In [46]:
from pathlib import Path
import re
from typing import Dict, List
from collections import Counter, defaultdict
from itertools import combinations
import pandas as pd
import json
import numpy as np

You can find the full dataset with annotated inter-object causality at https://drive.google.com/file/d/17CTPMoZ4uJH6cSQaxD6Vmyv_bVLJwVJp/view



Some auxiliary functions

In [47]:
def clean_up(x: str) -> str:  # to deal with e.g. '(\'outfield\', "pitcher\'s mound"), or 'None', or ""?""
    cleaned_up = re.sub(r'(?<=\w)\'(?=\w)', '@@TMP@@', x) \
        .replace('\'', '\"') \
        .replace('\\\'', '\"') \
        .replace('\"\"?\"\"', '\"?\"') \
        .replace('(', '[') \
        .replace(')', ']') \
        .replace('@@TMP@@', '\'') \
        .replace('None', 'null')

Required task A
Answer these questions about the notebook:
(i) Which library does the notebook import under the alias pd?
(ii) According to the notebook, what is the full dataset annotated with?
(iii) In the clean_up function, what does the string 'None' get replaced with?
The records are unrelated to the notebook above.

Records

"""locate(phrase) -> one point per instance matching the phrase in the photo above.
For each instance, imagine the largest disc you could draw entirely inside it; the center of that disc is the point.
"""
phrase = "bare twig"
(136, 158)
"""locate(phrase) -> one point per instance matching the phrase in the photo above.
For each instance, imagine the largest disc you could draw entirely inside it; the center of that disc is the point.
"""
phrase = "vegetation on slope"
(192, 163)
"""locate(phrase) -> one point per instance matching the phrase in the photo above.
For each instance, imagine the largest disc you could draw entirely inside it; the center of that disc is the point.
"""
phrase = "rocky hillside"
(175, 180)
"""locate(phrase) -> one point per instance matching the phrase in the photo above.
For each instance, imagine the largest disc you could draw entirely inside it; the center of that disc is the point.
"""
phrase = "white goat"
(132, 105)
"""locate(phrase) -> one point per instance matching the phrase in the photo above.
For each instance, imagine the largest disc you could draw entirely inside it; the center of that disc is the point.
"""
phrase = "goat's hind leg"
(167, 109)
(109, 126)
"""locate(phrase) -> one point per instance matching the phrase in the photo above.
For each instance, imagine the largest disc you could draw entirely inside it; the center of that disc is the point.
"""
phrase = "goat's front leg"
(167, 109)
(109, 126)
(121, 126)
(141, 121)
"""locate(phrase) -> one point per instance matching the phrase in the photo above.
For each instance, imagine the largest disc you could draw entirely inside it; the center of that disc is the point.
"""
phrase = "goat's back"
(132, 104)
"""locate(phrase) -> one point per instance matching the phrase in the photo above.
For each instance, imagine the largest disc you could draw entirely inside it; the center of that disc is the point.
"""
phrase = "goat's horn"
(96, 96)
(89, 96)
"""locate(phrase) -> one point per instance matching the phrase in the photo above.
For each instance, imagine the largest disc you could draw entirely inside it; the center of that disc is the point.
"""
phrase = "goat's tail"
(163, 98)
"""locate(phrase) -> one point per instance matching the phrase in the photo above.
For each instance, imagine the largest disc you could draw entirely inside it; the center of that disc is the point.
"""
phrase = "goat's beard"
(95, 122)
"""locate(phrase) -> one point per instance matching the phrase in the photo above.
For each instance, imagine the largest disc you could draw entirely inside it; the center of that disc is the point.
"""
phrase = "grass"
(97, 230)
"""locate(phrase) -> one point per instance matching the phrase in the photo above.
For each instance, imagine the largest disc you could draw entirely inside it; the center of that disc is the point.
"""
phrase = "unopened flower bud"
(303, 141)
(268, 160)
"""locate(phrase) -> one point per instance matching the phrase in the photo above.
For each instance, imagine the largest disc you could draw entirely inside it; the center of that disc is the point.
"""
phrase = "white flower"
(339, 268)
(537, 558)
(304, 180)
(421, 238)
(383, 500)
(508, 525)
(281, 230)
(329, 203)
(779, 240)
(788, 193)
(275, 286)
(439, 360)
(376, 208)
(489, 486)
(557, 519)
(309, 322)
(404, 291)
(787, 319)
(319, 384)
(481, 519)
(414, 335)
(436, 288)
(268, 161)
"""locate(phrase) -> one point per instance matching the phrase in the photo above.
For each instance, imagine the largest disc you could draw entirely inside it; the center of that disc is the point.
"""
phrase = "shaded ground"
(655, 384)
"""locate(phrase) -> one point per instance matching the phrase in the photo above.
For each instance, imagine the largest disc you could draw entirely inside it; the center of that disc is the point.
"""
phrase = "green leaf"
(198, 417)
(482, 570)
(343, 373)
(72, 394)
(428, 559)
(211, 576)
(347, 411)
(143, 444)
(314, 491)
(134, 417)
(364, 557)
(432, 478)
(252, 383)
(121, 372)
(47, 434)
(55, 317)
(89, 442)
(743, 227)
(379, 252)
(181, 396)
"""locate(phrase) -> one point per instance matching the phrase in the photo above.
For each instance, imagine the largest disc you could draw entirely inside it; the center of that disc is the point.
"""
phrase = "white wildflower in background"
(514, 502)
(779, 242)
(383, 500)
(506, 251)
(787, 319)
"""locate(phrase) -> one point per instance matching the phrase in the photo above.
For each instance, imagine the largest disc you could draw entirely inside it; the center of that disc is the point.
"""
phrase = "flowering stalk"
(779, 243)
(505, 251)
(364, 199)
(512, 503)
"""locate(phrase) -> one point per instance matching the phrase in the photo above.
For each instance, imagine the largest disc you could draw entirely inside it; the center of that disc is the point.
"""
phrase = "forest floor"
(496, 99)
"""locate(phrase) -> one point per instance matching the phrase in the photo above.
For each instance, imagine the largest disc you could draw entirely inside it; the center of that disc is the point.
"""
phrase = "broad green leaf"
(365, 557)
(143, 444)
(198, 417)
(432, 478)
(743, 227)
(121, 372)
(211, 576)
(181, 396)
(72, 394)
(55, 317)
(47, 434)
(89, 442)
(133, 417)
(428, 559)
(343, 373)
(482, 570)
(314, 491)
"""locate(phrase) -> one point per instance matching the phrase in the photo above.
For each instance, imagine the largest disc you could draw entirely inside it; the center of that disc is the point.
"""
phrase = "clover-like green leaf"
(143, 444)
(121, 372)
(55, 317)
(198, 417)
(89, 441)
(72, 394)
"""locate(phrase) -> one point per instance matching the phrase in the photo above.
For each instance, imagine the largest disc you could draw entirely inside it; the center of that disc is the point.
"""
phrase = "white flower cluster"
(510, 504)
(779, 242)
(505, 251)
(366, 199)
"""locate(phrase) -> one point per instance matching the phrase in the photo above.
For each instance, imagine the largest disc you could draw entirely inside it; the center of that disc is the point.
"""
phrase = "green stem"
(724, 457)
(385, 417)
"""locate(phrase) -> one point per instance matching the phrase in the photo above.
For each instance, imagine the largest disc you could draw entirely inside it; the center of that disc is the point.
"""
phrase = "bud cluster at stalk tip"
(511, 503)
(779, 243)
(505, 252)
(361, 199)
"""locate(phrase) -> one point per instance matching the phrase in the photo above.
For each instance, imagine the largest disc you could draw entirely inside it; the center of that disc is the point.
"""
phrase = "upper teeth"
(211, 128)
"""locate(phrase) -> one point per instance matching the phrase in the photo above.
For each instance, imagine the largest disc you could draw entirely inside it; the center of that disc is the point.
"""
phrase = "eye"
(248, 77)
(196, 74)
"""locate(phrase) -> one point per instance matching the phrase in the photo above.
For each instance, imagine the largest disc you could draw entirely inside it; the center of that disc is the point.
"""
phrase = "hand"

Required task B
Which lines of the records contain the word "leaf"? Show each of those lines.

Correct result A
(i) pandas
(ii) Inter-object causality
(iii) 'null'

Correct result B
phrase = "green leaf"
phrase = "broad green leaf"
phrase = "clover-like green leaf"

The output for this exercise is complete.